Written task
Extend the review of Parsons Dance's January season at the Joyce Theater below, beginning after its last sentence.

Text block
The Joyce, NYC
By Laura Di Orio.
A night of dance that leaves you inspired and wanting more is a good one, and that’s just how it was with Parsons Dance during their season at the Joyce Theater this January. The company presented an array of old work and new premiers, all musically-driven and all full of exciting, passionate dancing.
The intermission-less program on Wednesday, January 18, began with Parsons’ newest work, Round My World, with music by contemporary composer and cellist, Zoe Keating. A pool of light (used often in Parsons’ work) shines down on the six dancers, dressed in denim-colored dresses for the women and actual denim jeans for the men, who move slowly in a circle. We are given these few moments to register, to become present, and then the dancers soon enough progress and pick up the pace. As the name of the piece suggests, the dancers use every opportunity to create circular shapes – individually, with partners, as turns, as lifts, with their arms, or all joined as one. Even Keating’s long cello notes begin to sound like circles.
Round My World takes the initial clean circle and, throughout the piece’s series of duets, abstracts it so that the recurring circles, although still present, become less obvious and more a part of the memory of the dance. As the evening’s opener, we understand that Parsons’ work allows each dancer his/her moment and that dance is meant to be shared – with the audience, with other dancers and among partnerships onstage.
Next, an excerpt from Step Into My Dream is simply a playful dance for boy and girl. Eric Bourne and Sarah Braverman look stunning in white together, as they move through this jazzy duet. The middle becomes almost a call and response turning contest, but the piece remains light throughout.
Former Parsons dancer Katarzyna Skarpetowska is featured as guest choreographer in the program’s next work, A Stray’s Lullaby, with Kenji Bunch’s music, a fusion of old city sounds and rooted, throaty country croons. The dancers look great as individual characters in period costumes by Reid Bartelme.

Record list
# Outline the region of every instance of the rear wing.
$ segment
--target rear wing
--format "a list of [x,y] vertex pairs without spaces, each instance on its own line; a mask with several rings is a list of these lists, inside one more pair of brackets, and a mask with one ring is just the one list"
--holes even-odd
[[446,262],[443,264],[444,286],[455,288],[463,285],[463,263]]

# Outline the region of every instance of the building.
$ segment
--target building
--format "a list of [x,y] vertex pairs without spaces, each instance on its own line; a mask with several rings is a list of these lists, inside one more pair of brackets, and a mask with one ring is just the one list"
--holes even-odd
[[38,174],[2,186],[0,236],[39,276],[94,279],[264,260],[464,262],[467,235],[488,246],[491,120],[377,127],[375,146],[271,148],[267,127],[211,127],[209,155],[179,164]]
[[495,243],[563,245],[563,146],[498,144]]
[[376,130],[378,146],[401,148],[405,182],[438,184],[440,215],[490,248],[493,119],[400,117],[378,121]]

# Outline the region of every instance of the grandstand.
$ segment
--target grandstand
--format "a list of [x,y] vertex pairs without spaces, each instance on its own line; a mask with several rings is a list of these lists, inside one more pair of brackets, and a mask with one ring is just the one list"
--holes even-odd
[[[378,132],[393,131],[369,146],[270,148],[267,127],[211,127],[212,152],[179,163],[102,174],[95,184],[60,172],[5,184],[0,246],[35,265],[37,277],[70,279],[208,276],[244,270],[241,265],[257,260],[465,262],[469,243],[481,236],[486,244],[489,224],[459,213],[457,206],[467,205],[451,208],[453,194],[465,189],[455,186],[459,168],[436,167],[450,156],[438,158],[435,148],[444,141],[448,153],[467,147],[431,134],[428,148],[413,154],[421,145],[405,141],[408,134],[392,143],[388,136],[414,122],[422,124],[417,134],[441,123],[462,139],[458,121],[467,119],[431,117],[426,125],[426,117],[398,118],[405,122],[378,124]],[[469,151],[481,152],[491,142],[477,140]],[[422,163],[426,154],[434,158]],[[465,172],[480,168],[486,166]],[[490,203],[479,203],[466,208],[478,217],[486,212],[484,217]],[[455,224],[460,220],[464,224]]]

Task output
The piece opens with the dancers moving like liquid amidst gritty car horns and raindrops. They soon depart, and Christina Ilisije elicits a most passionate solo, arching, bending and throwing herself to the ground. She is fighting with herself and reaching for something offstage, from where the streams of light hit her. Jason Macdonald dances a solo where he appears larger than life as he sautés around the Joyce stage, which suddenly seems small. At the end of his passage, he too, is drawn to a light, this one way downstage, and his even more enormous shadow is cast on the backdrop. And one can’t glance away from the beautifully exotic Elena D’Amario, partnered by Christopher Bloom.
Next is Parsons’ Caught, a guaranteed crowd-pleaser, during which one dancer (Steven Vaughn on this evening) moves in and out of scattering spotlights before daring to stand, then jump, then leap through strobe lights. Vaughn’s commitment and picture-perfect clarity make him appear to fly. If the audience was to depart Caught for just one second, it would think, “Is this real?”
The program’s closer, Swing Shift, simply exemplifies the joy of dance and shows that Parsons’ dancers really love what they do. They are so clear in their shapes, so caring in their partnering and so focused with their eyes. And in Swing Shift, like in the entire program, each dancer deservedly gets a chance to shine.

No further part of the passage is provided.